* TAREAS A REALIZAR
a: Copia el pasaje del texto sobre la fraternidad sacerdotal que va desde "La íntima fraternidad, y" hasta "la caridad pastoral.", cambiando "fraternidades sacerdotales" por "comunidades sacerdotales".
b: Escribe la continuación del texto sobre la fraternidad sacerdotal a partir de su última oración.

* TEXTO PROPORCIONADO

- - -

La íntima fraternidad, y la misma y única misión, comportan actitudes concretas en cada presbítero, a saber: sentir como propias las preocupaciones y urgencias pastorales de toda la Iglesia; suscitar vocaciones al sacerdocio ministerial; y acoger y socorrer a los más hermanos más necesitados. Los sacerdotes no trabajamos sólo nuestras “parcelas eclesiales-parroquiales” sino que formamos parte de un todo diocesano, y edificamos un mismo tejido eclesial amplio y universal. De aquí nacen las fraternidades sacerdotales que nos ayudan a vivir la caridad pastoral.
Por todo lo anteriormente expuesto, la comunión y fraternidad sacerdotal, han de fortalecerse y deben crecer día a día. San Juan Pablo II, en el discurso a los sacerdotes de Quito (año 1985) subrayaba: “No podéis vivir ni actuar de forma aislada. Con la ayuda de todos los sacerdotes, diocesanos y religiosos, debéis construir un único presbiterio, como si fuera una verdadera familia o fraternidad sacramental; un presbiterio como lugar donde cada sacerdote encuentre todos los medios específicos para su santificación y evangelización. Vuestro presbiterio llegará a ser signo eficaz de santificación y evangelización cuando se reproduzcan en él las características del Cenáculo, es decir, la oración y la fraternidad apostólica entre nosotros y con María, la Madre de Jesús”. D. Antonio Ceballos repetía con razón: “volvamos siempre al Cenáculo». Y me atrevo a añadir: ser y vivir la comunión y fraternidad sacerdotal implican experimentar, entre nosotros, las virtudes y actitudes que nos recuerda también y con tanta claridad, de nuevo, Presbiterorum Ordinis (n. 8): la hospitalidad, la beneficencia, la comunión de bienes, la solidaridad con los enfermos, la ayuda a los afligidos y solitarios…
El pasaje de Mt. 25, en el examen final, también se nos aplicará a los presbíteros en cuanto presbiterio. Y esto conlleva, orar unos por otros, la práctica de la corrección fraterna y fraternal, la ayuda en la dirección espiritual y en el recibir el sacramento de la reconciliación y de la penitencia, los encuentros conjuntos de formación y de convivencia lúdica, y la ayuda concreta en aquellos oficios y encomiendas que el Obispo y la Iglesia nos ha confiado.

- - -

* DATOS DE ORIGEN
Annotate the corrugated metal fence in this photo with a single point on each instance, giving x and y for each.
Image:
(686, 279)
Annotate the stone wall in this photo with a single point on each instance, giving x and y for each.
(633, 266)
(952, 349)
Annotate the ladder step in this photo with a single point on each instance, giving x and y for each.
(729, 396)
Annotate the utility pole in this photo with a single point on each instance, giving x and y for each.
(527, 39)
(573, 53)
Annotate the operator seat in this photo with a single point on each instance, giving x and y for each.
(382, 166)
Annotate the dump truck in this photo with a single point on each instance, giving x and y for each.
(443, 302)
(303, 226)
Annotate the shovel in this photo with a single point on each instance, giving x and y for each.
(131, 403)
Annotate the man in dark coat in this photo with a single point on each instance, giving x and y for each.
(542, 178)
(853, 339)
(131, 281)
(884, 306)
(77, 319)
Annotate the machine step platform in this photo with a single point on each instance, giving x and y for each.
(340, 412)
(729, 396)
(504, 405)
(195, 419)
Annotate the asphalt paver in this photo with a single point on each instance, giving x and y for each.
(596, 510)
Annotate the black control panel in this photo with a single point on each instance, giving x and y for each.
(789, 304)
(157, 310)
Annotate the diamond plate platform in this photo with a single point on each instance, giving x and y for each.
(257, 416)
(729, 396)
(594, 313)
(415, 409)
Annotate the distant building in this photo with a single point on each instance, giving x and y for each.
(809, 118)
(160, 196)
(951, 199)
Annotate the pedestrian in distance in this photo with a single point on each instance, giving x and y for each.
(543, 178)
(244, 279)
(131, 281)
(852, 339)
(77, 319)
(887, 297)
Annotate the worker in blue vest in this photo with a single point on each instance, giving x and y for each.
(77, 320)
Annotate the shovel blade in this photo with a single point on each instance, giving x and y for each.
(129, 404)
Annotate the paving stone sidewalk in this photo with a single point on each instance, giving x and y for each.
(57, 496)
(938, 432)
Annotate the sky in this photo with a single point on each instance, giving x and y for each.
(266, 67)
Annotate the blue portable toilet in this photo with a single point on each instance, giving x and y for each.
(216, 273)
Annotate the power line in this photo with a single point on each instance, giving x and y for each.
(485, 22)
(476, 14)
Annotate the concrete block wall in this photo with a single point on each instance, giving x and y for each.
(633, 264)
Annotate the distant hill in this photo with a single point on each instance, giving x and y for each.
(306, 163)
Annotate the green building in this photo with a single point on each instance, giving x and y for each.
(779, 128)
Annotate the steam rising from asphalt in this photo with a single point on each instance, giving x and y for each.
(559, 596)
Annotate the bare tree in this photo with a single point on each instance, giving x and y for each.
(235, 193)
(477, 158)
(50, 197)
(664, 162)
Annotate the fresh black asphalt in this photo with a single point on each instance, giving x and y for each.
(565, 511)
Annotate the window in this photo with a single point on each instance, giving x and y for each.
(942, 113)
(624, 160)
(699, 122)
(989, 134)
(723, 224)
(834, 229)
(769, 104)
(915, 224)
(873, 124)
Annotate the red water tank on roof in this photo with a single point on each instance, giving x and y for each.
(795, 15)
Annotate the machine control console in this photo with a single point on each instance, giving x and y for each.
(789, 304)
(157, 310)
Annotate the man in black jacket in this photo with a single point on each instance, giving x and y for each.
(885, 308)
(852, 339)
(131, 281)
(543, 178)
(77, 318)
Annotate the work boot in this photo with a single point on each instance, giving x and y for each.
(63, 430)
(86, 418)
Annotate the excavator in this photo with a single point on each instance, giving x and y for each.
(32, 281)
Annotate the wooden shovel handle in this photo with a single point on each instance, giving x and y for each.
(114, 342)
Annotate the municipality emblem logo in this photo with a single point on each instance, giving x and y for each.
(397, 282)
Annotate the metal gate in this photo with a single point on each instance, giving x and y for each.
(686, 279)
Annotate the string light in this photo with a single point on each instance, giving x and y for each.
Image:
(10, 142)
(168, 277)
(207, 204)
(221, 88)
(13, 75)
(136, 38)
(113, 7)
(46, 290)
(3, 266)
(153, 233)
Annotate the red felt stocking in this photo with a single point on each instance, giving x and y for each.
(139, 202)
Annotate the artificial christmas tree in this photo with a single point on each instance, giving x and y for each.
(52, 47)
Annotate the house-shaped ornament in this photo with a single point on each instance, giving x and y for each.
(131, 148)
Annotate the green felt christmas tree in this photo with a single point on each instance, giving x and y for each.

- - -

* RESULTADOS OBTENIDOS
a:
La íntima fraternidad, y la misma y única misión, comportan actitudes concretas en cada presbítero, a saber: sentir como propias las preocupaciones y urgencias pastorales de toda la Iglesia; suscitar vocaciones al sacerdocio ministerial; y acoger y socorrer a los más hermanos más necesitados. Los sacerdotes no trabajamos sólo nuestras “parcelas eclesiales-parroquiales” sino que formamos parte de un todo diocesano, y edificamos un mismo tejido eclesial amplio y universal. De aquí nacen las comunidades sacerdotales que nos ayudan a vivir la caridad pastoral.

b:
Concluyo: fortalecer, corregir y potenciar las fraternidades sacerdotales. Tenemos que fortalecer todo aquello que ayude a la comunión y fraternidad presbiteral; tenemos que corregir lo que rompa o menoscabe dicha comunión y fraternidad; y tenemos que asumir y potenciar, con coraje y creatividad, las nuevas formas cotidianas y diocesanas de comunión y fraternidad. Todo ello, y a su manera, ya desde el Seminario… Así se lo pido al Espíritu que hará posible, un día más, la conversión del pan y del vino en el Cuerpo y la Sangre de Nuestro Señor. Santa María Virgen, Madre de los sacerdotes y de los seminaristas, y Santos Presbíteros y seminaristas, rogad e interceded por todos nosotros.